··· Stored records ···

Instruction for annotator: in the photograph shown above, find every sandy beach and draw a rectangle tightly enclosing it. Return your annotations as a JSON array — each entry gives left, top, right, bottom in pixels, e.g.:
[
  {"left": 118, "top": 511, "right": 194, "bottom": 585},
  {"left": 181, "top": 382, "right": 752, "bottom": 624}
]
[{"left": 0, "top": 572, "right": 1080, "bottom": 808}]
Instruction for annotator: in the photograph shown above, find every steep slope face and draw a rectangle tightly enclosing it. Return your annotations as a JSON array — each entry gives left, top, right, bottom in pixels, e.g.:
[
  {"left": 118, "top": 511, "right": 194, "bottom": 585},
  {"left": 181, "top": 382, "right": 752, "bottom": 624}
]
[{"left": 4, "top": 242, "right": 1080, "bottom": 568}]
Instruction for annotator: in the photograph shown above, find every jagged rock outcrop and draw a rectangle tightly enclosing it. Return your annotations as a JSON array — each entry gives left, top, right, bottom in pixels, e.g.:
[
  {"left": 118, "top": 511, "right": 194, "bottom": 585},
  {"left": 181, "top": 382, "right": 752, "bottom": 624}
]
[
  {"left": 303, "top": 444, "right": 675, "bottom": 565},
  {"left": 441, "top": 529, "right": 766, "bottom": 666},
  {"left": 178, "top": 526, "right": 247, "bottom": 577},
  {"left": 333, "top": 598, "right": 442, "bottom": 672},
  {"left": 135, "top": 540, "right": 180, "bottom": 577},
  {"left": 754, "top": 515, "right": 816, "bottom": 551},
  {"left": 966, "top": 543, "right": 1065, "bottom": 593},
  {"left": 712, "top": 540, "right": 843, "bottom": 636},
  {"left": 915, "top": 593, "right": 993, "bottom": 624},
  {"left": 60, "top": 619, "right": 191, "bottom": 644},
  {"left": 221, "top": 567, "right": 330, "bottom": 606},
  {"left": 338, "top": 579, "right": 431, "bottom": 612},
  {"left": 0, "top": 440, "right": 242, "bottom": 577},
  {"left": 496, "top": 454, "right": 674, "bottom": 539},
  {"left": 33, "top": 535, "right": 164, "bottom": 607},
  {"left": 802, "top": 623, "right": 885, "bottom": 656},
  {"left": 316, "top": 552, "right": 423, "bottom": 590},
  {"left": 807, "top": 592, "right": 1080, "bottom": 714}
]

···

Task statement:
Return every line of the data above that contains the string "jagged". The match is case-sensitive.

Answer to the problem:
Instruction for annotator: in the photograph shown above, find every jagged rock outcrop and draw a rectangle tightly enclosing it. Return your annotations as a JSON array — each entry gives left, top, right, bottom in pixels, e.g.:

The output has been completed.